What you are asked to do: I'd like the entire listing output verbatim, apart from the pictures.

Extracted entries:

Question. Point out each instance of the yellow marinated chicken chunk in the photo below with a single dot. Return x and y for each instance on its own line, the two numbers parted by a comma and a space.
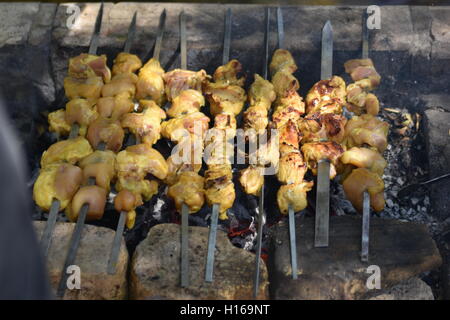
56, 181
150, 84
145, 125
70, 151
189, 189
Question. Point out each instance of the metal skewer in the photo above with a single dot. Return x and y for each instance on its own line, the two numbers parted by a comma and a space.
216, 207
76, 238
366, 198
117, 241
54, 210
184, 207
261, 213
323, 171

Response to this exercise:
Question. Point out each instance of the yellow marinated chicken chunk in the photo below with a single dot. Return x and y for each instance on its own line, the two numbers parted by a comma and a space.
56, 181
150, 84
145, 125
70, 151
189, 189
Question. Point out each instance of the metal skewer in the photo above with a single dot. Return x and y for each instance on its own line, the two numbers parted by a comma and a space.
216, 207
76, 238
366, 198
117, 241
54, 210
184, 207
261, 213
323, 171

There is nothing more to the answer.